## Problem statement:
Please copy the following material word for word, with every line and number unchanged.

## Supplied data:
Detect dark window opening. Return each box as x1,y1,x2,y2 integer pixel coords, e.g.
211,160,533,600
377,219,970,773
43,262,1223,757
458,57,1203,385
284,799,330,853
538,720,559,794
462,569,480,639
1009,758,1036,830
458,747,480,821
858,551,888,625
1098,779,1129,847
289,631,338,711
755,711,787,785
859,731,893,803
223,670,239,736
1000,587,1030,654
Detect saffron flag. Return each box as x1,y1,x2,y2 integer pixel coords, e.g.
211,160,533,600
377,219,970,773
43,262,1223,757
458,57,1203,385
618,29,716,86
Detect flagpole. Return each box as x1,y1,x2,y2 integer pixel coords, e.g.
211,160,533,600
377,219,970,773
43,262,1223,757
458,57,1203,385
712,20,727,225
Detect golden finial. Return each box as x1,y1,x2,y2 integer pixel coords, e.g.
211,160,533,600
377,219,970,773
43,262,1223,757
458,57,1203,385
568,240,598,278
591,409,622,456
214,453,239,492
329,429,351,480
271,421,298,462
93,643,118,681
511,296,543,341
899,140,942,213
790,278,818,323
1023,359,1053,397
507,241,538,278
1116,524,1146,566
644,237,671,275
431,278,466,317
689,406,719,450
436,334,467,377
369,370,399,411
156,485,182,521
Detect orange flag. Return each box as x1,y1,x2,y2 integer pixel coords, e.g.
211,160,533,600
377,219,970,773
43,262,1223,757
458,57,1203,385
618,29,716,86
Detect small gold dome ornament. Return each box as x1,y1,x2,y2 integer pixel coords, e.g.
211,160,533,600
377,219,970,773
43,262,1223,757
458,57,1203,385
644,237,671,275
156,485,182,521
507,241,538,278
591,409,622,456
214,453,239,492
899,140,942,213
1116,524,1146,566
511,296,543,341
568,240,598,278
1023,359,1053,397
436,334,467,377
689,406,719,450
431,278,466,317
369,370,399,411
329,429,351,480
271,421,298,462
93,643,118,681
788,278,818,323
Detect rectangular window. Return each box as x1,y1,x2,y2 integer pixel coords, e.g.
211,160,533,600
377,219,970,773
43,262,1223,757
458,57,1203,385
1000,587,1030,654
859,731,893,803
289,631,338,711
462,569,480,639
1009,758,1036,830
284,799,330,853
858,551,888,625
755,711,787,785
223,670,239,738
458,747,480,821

## Finished answer:
Detect dark window opening. Return each box as x1,y1,x2,y2 integer pixel coords, e.g.
211,160,533,600
377,219,970,773
43,262,1223,757
458,57,1203,385
284,799,330,853
538,720,559,794
462,569,480,639
1009,758,1036,830
458,747,480,821
858,551,888,625
1098,779,1129,847
289,631,338,711
755,711,787,785
859,731,893,803
223,670,239,736
1000,587,1030,654
Detect saffron flag. Return each box as x1,y1,x2,y2 integer pixel coords, e.g.
211,160,533,600
377,219,970,773
43,262,1223,757
458,57,1203,385
618,29,716,86
Detect flagpole. Return each box as x1,y1,x2,y2 integer pixel coords, e.g.
211,160,533,600
377,219,970,773
43,262,1223,757
458,57,1203,385
712,20,727,225
Detect golden finial. Return each box as x1,y1,x2,y2 integer pixel coords, e.g.
211,160,533,600
377,219,970,773
43,262,1223,757
458,57,1203,385
568,240,598,278
591,409,622,456
214,453,239,492
329,429,351,480
271,421,298,462
93,643,118,681
511,296,543,341
899,140,942,213
790,278,818,323
1023,359,1053,397
507,241,538,278
1116,524,1146,566
644,237,671,275
431,278,466,317
689,406,719,450
436,334,467,377
369,370,399,411
156,485,182,521
Detect orange flag. Return each box as x1,y1,x2,y2 integer pixel coords, e.g.
211,160,533,600
377,219,970,773
43,262,1223,757
458,57,1203,385
618,29,716,86
Detect small gold dome ornament. Return each box as x1,y1,x2,y2 integer pixel coords, e.g.
211,160,533,600
377,219,970,773
43,262,1223,757
458,57,1203,385
644,237,671,275
156,485,182,521
507,241,538,278
591,409,622,456
214,453,239,492
899,140,942,213
1116,524,1146,566
511,296,543,341
568,240,598,278
1023,359,1053,397
436,334,467,377
689,406,719,450
431,278,466,317
369,370,399,411
329,429,351,480
271,421,298,462
93,643,118,681
788,278,818,323
Detect rectangular window. Return each box as x1,y1,x2,y2 integer pixel coords, e.g.
211,160,533,600
377,219,970,773
43,262,1223,757
458,57,1203,385
1000,587,1030,654
859,731,893,803
289,631,338,711
462,569,480,639
1009,758,1036,830
284,799,330,853
858,551,888,625
755,711,787,785
223,670,239,738
458,747,480,821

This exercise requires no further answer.